Coordinate annotation entries
______
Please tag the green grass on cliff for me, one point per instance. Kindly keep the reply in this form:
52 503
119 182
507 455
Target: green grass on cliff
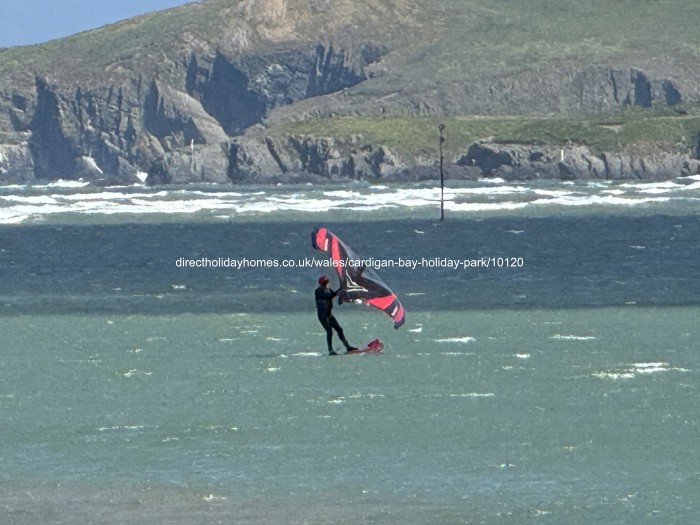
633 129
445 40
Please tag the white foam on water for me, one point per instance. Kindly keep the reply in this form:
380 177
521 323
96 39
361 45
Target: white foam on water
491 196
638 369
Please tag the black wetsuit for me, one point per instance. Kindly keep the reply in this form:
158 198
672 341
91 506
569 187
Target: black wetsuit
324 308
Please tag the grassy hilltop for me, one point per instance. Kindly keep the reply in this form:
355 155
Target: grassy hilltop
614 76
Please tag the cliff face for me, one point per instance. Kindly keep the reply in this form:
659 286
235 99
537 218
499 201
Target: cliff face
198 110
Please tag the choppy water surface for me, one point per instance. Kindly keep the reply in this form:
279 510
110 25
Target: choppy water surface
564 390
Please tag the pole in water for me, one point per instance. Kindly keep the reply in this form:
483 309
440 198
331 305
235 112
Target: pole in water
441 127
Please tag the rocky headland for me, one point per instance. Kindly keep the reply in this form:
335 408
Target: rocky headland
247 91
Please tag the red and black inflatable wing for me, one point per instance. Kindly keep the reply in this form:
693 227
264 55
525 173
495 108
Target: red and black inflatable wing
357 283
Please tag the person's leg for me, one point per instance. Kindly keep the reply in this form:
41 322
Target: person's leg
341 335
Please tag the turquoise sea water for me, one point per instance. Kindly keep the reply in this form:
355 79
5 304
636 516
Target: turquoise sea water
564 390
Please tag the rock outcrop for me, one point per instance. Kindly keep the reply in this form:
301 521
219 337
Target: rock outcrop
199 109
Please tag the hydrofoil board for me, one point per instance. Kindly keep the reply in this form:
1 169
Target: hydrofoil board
______
* BRIEF *
Rewrite all the data above, changing every "Target" to "Item" and keeping everything else the same. Leave the pictures out.

* OUTPUT FOR THIS EXERCISE *
Please tag the green grass on cliff for me, one point per instance. Kindly keep the reply in this form:
52 503
119 182
507 455
Item: green grass on cliff
633 129
445 40
Please tag the white foam on water for me, one point per instance. Kindly keep the reply in this form:
380 177
521 323
96 39
361 45
Item: white foam on water
491 196
638 369
Please tag the black wetsuit for me, one point per instance. Kindly keep the reply in this form:
158 198
672 341
91 506
569 187
Item: black wetsuit
324 308
Please tag the grassy hilltop for me, one point per instance. Kindly keep the reply in this form:
355 155
Item: grassy hilltop
614 76
Please tag the cliff face for me, one point per instance. Kindly keep the reply in this form:
659 286
235 99
537 218
499 201
Item: cliff face
198 110
Please tag the choppy water surface for me, one point per instance. Kindly keep the reply in this form:
279 510
110 25
Item: choppy water surface
564 390
Please tag the pole in water for me, one point per instance. Kindly keep the reply in this form:
483 309
440 198
331 305
235 112
Item: pole in water
441 127
Please tag the rocky headland for me, one point per instance. Kindly keep the reply in this form:
335 408
Item: rocky headland
247 91
Please tag the red and black inflatable wing for me, one point per instance. Kindly keep the reply in this form:
693 227
264 55
525 173
495 108
Item: red and black inflatable wing
357 283
Please tag the person's leg for me, one point per instance. Kindly keep the reply in this form:
41 322
Item: person's leg
341 335
Please tag the turquoise sea water for me, one point per instance. Kindly keep the reply in this form:
355 79
5 304
636 516
Item: turquoise sea water
564 390
Please tag the rock outcrop for me, one point per instance. Kindly keep the reply in this form:
301 521
219 337
Item: rock outcrop
199 109
Please tag the hydrofoil board for me, one point per instance. Kindly keep the reply in this form:
1 169
Item: hydrofoil board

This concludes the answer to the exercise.